## What is expected
One part of the entries below is wanted: the lines from the one containing "Target: orange velvet upholstery" through the one containing "Target: green tree". Write those out exactly and nothing else.

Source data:
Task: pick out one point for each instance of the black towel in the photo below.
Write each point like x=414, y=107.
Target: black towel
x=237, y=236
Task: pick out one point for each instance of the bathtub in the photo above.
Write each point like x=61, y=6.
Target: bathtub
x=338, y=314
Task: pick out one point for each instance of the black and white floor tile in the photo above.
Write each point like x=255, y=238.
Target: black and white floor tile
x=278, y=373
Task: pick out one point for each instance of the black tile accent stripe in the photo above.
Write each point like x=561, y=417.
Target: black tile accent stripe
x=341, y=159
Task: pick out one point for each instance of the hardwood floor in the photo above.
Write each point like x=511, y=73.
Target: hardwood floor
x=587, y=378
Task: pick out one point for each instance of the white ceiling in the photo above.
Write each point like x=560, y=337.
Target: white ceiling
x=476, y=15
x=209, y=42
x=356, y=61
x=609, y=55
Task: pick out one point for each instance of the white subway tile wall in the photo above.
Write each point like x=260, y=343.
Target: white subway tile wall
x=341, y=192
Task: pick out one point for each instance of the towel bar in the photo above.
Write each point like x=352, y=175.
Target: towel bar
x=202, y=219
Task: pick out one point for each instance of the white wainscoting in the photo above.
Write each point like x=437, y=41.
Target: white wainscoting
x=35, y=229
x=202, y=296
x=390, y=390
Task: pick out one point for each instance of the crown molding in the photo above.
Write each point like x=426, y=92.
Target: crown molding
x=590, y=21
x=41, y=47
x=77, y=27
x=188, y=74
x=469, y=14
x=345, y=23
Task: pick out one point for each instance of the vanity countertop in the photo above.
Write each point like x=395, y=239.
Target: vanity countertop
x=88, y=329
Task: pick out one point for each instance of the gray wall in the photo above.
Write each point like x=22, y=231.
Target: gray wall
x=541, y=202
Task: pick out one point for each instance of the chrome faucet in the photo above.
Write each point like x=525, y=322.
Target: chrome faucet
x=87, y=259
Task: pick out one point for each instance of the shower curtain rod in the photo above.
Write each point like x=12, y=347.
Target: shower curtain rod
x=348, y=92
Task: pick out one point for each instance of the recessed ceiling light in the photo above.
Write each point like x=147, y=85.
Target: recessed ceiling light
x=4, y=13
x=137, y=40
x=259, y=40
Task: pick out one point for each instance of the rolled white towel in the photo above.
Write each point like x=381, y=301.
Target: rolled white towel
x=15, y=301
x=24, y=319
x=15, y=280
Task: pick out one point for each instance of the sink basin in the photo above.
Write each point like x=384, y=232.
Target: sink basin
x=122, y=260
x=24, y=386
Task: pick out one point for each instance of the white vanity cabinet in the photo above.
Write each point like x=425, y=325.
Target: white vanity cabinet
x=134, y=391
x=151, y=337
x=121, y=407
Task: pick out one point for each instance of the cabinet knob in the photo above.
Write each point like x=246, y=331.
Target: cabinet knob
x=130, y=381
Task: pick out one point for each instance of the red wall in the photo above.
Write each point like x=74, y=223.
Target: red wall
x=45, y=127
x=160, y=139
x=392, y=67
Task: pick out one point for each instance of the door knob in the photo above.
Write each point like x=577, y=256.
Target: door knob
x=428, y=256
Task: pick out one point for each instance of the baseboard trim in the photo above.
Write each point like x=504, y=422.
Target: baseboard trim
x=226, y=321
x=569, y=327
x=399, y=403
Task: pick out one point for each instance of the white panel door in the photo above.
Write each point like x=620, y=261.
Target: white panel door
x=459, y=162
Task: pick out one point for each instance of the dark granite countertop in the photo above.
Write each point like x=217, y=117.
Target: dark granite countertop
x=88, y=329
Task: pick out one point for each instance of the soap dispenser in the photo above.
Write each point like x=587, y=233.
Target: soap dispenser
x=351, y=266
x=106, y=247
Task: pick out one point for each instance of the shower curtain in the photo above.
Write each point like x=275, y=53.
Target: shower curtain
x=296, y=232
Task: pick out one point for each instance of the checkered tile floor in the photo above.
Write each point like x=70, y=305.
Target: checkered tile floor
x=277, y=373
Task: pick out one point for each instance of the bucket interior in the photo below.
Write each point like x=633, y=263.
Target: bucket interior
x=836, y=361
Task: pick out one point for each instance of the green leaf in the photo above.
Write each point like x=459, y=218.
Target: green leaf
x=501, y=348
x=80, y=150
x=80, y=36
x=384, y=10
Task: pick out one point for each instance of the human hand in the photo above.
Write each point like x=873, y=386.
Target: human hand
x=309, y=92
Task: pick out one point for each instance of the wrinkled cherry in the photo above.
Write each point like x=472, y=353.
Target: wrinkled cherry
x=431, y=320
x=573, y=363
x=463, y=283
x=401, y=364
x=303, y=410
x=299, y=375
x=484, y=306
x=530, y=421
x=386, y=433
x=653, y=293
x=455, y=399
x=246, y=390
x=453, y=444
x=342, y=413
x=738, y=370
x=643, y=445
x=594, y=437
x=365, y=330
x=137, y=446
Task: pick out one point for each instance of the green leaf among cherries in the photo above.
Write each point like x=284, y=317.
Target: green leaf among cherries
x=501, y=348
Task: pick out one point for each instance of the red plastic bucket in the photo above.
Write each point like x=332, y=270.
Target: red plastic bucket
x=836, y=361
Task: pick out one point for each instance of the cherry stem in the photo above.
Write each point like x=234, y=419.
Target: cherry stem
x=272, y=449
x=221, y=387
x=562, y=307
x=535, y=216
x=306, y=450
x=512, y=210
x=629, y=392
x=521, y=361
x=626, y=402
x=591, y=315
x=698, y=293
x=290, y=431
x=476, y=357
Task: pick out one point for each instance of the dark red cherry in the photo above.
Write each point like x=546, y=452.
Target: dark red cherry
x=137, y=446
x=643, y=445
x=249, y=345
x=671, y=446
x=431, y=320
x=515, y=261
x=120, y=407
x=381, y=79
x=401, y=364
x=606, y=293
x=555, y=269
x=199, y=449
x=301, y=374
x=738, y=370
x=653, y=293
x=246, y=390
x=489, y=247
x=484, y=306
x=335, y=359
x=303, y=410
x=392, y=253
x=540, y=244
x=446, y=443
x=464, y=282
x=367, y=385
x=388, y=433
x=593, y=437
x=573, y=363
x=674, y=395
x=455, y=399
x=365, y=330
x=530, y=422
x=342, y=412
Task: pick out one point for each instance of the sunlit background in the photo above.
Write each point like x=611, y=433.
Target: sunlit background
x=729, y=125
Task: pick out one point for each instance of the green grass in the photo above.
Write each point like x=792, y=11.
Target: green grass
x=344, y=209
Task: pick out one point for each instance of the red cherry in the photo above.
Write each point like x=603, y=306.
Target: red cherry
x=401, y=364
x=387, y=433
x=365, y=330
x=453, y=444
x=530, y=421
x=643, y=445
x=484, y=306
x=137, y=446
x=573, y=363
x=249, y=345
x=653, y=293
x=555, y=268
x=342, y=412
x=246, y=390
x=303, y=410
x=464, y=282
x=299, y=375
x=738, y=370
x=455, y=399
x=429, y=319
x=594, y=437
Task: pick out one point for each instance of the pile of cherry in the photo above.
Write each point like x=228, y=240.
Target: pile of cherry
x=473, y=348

* * *

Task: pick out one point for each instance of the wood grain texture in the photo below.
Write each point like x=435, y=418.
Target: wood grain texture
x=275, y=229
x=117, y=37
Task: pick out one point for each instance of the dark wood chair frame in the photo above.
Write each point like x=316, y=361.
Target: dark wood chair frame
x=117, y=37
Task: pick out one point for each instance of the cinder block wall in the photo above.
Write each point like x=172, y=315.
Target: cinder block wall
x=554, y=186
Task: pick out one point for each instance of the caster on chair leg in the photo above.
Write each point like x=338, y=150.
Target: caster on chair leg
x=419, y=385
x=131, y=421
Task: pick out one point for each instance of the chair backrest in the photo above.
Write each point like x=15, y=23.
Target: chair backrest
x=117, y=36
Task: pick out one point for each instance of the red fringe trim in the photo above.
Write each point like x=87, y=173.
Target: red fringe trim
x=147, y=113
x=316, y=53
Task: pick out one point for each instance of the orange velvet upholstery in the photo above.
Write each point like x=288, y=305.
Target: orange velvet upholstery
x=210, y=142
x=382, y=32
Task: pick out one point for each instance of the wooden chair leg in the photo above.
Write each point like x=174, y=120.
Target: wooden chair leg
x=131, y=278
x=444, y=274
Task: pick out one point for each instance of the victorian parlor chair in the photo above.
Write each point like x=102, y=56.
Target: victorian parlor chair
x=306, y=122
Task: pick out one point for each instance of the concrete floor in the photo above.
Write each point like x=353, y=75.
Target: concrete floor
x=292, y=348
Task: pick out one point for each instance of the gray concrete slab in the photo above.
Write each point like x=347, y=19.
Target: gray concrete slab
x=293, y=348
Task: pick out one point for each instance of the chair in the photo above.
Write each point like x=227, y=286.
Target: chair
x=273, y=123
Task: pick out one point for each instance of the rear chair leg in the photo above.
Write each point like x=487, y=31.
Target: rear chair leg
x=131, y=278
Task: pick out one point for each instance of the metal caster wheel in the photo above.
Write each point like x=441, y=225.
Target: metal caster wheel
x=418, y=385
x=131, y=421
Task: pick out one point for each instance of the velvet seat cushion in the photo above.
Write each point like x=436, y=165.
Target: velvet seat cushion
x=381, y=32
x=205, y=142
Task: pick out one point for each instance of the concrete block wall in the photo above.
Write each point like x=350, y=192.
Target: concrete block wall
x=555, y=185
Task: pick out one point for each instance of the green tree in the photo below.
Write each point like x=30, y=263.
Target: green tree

## Solution to the exercise
Target: orange velvet upholstery
x=210, y=142
x=382, y=32
Task: pick out one point for each instance of the wooden chair leg in the photo above.
Write each point like x=174, y=120.
Target: wooden chair leg
x=131, y=278
x=444, y=274
Task: pick out one point for each instance of the victorian parlor chair in the photo above.
Write each point like x=102, y=56.
Target: victorian parlor chair
x=306, y=122
Task: pick out one point for each instance of the concrete floor in the photo above.
Write each point like x=353, y=75.
Target: concrete floor
x=292, y=348
Task: pick out one point for each instance of the gray concrete slab in the photo above.
Write each point like x=347, y=19.
Target: gray concrete slab
x=293, y=348
Task: pick out one point for each instance of the chair in the photo above.
Write each point like x=227, y=286.
Target: chair
x=273, y=123
Task: pick out one point for each instance of the rear chair leg in the photo above.
Write each point like x=487, y=31.
Target: rear chair leg
x=131, y=278
Task: pick out one point for each instance of the metal caster wheel in the photo above.
Write each point like x=441, y=225.
Target: metal caster wheel
x=418, y=385
x=131, y=421
Task: pick out one point for each instance of the velvet seat cushion in the photo above.
Write each point like x=436, y=165.
Target: velvet seat cushion
x=381, y=32
x=205, y=142
Task: pick out one point for each instance of the concrete block wall in the photo above.
Write each point like x=350, y=192.
Target: concrete block wall
x=555, y=185
Task: pick out one point for each instance of the green tree in the photo below.
Write each point like x=30, y=263.
Target: green tree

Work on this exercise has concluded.